**Required work:**
Extend the piece on clinical and computer science cohorts by writing what comes next after its final sentence, in the same voice.

**Document section:**
Rounds & Square Pegs
Field Notes

The square peg problem

14 min read

Every cohort has a version of this conversation: someone with a decade of clinical practice sits across from someone with a computer science degree and half their age, and assumes the comparison runs one direction.

The comp sci cohort has a real advantage, and it is smaller than it looks

They are faster with syntax. They have already built things with a keyboard, so the tools feel less like an obstacle. That is a genuine head start in the first semester, and pretending otherwise does nobody any favours.

What the clinical cohort has that does not show up on a syllabus

You know what breaks in practice. You know that a beautifully designed order set fails the moment a busy nurse has eleven seconds to use it. You know which workarounds a workflow will generate before it ships, because you have lived inside workflows that generated them. This is not a soft skill footnote, it is the actual constraint that most systems fail against.

**Input data:**
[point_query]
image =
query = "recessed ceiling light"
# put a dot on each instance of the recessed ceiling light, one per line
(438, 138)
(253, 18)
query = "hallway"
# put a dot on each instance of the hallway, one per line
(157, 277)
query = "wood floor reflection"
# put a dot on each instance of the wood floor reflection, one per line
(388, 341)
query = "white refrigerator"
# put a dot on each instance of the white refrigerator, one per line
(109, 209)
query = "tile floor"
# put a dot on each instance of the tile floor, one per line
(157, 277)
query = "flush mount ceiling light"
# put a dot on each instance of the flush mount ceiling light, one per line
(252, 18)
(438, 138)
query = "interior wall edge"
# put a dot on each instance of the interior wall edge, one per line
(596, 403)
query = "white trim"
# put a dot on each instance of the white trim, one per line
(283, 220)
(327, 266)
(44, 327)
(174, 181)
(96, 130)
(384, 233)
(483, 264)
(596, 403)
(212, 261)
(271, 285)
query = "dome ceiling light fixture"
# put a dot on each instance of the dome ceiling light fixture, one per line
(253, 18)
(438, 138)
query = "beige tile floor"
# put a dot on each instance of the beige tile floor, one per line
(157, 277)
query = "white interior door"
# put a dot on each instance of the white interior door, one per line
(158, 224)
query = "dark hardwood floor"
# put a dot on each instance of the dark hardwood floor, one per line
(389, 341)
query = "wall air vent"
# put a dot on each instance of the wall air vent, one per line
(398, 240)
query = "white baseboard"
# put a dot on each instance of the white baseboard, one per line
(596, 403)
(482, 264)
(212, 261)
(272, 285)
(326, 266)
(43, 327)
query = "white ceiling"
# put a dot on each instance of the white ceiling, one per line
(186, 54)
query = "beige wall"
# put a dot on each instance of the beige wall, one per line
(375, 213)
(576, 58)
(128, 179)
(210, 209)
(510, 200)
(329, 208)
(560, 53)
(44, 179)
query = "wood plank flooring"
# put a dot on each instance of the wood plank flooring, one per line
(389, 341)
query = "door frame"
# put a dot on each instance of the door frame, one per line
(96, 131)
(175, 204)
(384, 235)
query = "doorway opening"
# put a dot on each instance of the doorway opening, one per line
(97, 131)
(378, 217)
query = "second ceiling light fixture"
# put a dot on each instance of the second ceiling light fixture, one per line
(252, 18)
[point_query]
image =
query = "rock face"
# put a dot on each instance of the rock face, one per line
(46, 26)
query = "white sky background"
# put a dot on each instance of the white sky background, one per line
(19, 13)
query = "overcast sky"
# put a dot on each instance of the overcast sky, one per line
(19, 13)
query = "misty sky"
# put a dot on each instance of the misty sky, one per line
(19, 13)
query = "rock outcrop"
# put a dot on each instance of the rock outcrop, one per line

**Output:**
The pattern, stated plainly

Systems built by people who never touched the workflow they are automating tend to be technically correct and operationally wrong. The square peg cohort, the ones who came from the ward, the pharmacy, the clinic floor, are disproportionately the ones who catch this before launch, not after.

What to do with this if it is you

Stop treating your clinical background as the thing you are behind despite. It is the thing the comp sci cohort spends years trying to acquire secondhand, through shadowing and stakeholder interviews, and you already have it. Learn the syntax. Keep the instinct. Do not trade one for the other.